PROBLEM REQUIREMENTS
State how many lines in the entries below contain the string "canyon", matching case exactly, and reply with that number alone.

SUPPLIED ENTRIES
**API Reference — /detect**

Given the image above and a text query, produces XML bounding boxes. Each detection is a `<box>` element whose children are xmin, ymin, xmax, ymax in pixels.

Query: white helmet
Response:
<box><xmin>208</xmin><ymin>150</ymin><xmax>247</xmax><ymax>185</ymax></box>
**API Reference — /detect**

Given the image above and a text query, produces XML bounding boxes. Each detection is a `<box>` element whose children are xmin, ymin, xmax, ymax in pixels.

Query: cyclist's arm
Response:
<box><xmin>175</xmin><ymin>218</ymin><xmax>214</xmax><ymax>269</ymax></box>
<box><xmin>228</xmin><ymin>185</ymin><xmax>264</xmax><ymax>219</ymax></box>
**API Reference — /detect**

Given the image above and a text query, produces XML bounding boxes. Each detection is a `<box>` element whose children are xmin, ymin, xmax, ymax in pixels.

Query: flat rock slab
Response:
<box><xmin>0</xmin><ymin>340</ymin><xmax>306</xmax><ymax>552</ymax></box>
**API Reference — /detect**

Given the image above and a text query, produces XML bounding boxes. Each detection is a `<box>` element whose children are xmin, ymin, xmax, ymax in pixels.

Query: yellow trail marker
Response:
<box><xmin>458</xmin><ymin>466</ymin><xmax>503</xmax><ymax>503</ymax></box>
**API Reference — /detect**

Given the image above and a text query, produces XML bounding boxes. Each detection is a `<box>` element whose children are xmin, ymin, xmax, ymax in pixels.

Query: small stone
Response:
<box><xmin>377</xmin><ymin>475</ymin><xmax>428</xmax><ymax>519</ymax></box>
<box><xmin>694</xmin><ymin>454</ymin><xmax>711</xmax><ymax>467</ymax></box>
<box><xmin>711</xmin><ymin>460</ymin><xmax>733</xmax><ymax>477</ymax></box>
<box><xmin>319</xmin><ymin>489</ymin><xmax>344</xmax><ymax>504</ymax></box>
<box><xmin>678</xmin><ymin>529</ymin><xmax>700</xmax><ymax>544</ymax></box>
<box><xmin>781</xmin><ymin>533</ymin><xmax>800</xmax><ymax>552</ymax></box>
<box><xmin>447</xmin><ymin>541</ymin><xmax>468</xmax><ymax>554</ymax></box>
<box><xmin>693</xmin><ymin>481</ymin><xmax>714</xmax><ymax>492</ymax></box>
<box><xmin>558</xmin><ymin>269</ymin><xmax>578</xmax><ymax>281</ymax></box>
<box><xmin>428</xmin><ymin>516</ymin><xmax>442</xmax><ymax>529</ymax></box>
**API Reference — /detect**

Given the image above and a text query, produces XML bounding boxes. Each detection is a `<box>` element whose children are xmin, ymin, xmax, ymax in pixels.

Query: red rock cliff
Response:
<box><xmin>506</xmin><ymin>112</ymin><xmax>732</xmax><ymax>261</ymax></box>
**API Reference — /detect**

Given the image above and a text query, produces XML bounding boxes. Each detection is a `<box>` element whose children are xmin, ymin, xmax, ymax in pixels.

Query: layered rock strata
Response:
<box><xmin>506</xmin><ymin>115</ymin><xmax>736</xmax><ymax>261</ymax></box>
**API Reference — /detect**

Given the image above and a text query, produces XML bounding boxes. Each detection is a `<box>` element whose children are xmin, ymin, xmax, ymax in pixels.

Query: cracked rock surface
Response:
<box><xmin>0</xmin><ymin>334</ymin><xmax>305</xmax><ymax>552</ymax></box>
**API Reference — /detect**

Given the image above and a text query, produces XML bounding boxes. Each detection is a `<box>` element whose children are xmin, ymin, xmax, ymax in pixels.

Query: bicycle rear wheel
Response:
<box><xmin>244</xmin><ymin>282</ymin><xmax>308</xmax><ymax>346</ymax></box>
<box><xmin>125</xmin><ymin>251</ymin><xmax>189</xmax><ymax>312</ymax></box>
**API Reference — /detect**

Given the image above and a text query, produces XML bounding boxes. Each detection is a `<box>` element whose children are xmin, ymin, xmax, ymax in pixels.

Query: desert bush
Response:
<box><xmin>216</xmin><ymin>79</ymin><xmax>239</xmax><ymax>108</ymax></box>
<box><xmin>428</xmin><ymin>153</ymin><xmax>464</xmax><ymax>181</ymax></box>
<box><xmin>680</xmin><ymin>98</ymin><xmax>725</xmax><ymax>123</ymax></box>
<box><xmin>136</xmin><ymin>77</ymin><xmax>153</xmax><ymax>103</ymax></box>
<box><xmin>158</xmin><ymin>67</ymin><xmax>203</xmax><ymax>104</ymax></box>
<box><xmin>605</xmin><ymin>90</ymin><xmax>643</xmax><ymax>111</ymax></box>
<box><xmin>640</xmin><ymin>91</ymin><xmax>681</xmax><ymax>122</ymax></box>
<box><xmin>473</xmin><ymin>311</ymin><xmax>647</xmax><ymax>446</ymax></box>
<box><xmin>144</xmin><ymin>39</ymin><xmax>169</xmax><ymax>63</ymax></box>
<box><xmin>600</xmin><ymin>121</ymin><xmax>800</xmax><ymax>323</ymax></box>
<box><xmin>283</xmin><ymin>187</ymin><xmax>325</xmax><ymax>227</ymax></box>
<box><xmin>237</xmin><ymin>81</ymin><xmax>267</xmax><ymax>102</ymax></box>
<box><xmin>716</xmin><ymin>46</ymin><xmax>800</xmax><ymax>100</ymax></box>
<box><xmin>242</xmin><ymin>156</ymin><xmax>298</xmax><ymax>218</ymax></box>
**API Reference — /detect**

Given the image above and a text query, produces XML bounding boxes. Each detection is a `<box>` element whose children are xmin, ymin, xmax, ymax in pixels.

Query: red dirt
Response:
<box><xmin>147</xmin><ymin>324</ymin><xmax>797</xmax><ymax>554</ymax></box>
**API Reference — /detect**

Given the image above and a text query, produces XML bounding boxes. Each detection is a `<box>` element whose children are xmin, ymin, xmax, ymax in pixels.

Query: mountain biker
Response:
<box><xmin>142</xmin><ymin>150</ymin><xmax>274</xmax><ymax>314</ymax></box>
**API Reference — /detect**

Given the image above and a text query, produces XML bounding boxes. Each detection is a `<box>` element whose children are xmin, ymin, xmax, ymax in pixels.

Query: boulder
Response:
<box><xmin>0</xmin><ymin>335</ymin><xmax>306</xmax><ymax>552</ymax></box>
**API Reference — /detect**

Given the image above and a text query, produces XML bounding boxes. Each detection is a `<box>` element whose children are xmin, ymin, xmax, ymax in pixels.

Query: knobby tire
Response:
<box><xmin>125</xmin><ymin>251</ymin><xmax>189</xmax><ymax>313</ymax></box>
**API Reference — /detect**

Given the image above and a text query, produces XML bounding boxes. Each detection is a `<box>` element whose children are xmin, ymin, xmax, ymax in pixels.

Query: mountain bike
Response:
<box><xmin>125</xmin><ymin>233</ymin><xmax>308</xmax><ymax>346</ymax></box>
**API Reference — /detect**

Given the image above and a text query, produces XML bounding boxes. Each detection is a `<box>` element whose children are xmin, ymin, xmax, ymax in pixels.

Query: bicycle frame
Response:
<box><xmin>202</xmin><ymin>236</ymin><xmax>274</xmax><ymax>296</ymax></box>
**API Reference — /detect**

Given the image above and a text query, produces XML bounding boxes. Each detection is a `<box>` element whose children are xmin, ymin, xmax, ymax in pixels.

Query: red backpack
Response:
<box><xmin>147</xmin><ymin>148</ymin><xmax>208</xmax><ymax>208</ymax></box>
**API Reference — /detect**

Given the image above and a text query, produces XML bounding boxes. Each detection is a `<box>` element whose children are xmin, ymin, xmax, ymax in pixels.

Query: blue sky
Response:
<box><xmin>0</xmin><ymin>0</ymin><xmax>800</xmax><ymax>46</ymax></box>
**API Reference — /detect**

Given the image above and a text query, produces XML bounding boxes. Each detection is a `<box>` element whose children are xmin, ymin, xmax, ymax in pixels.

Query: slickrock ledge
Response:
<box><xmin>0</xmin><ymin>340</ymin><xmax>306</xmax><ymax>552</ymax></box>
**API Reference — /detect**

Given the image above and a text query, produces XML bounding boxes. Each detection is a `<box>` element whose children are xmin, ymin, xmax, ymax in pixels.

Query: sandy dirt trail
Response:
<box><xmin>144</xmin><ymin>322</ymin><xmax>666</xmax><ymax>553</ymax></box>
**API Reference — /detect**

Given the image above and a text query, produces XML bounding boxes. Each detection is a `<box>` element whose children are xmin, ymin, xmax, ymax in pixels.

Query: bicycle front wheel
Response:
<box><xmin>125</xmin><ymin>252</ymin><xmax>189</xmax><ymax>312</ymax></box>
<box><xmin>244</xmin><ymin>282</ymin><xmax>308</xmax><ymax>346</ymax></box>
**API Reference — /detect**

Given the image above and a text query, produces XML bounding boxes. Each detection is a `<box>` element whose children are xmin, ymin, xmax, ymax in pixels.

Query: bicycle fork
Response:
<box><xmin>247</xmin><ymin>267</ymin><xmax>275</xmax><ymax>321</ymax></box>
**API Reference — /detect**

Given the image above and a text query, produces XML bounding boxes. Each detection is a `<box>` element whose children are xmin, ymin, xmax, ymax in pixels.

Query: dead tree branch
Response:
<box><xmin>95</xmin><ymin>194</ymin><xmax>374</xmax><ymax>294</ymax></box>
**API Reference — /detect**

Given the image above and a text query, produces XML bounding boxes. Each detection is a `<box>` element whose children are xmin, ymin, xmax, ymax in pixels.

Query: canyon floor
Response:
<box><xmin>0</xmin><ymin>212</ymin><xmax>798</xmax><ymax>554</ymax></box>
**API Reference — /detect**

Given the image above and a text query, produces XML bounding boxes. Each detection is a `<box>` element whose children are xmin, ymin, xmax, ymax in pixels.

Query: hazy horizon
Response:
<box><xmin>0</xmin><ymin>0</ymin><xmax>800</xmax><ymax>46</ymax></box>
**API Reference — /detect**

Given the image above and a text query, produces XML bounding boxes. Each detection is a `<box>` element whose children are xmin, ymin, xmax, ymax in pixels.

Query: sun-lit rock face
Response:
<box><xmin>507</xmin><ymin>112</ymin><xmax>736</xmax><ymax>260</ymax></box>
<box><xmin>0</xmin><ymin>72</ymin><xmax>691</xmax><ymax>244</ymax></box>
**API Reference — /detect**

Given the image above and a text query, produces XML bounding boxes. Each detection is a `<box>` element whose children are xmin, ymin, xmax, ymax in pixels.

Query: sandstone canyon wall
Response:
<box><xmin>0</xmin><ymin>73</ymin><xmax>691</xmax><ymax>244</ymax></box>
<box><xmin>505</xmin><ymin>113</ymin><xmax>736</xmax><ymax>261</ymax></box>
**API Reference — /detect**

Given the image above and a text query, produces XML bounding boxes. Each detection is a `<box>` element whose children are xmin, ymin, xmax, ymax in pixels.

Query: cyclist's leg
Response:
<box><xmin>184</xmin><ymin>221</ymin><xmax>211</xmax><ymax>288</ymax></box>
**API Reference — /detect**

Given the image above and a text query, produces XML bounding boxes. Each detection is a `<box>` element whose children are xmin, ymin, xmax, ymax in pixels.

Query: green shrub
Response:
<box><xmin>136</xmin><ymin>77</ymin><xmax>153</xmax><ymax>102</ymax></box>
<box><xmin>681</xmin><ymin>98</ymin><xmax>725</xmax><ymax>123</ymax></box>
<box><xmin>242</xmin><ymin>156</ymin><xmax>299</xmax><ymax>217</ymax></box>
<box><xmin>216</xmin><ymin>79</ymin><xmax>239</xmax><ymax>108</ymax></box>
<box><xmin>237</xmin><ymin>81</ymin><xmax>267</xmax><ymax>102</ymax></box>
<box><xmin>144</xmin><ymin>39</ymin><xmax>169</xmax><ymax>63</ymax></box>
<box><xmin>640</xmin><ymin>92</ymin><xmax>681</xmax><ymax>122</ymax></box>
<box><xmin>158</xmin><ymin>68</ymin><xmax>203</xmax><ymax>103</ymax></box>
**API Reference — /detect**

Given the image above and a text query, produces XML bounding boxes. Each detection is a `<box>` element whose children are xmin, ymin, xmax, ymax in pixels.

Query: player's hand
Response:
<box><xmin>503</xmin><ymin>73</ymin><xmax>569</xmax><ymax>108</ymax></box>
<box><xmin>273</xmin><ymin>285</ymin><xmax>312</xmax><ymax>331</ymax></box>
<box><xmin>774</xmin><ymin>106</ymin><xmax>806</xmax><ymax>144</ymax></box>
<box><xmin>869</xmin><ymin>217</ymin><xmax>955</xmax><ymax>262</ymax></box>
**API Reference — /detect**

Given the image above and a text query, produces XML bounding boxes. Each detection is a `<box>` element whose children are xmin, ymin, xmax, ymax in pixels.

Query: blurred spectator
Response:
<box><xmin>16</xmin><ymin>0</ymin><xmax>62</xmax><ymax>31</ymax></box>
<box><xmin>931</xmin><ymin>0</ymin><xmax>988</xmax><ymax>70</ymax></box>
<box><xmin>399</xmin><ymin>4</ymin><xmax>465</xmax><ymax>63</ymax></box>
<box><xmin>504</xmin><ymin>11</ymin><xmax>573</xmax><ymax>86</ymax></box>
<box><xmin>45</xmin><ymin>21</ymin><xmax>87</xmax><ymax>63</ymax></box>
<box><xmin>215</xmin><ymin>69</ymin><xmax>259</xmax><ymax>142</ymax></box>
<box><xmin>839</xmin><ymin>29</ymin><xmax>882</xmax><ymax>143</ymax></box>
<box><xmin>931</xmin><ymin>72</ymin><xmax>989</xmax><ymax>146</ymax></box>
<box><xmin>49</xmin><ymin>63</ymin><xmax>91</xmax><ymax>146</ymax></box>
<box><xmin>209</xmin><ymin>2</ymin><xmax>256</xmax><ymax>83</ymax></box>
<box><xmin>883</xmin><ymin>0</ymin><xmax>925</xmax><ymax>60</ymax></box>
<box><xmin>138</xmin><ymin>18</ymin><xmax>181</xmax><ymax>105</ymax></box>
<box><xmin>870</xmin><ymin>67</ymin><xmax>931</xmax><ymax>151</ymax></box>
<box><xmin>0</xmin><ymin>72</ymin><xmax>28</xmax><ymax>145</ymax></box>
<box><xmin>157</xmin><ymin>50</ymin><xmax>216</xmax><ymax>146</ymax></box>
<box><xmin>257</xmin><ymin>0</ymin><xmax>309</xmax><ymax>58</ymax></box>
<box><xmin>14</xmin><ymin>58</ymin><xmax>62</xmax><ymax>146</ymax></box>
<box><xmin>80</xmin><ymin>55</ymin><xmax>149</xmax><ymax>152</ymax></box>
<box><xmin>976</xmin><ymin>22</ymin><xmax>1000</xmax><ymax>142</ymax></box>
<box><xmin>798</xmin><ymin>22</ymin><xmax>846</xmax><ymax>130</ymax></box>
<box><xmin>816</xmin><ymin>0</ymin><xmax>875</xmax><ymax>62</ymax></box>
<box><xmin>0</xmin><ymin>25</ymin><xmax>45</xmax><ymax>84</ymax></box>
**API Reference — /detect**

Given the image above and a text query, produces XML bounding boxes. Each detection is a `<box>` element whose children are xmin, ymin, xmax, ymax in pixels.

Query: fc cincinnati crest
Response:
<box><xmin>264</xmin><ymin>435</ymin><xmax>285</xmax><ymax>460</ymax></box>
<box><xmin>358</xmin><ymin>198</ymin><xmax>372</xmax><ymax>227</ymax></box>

COMPLETE OUTPUT
2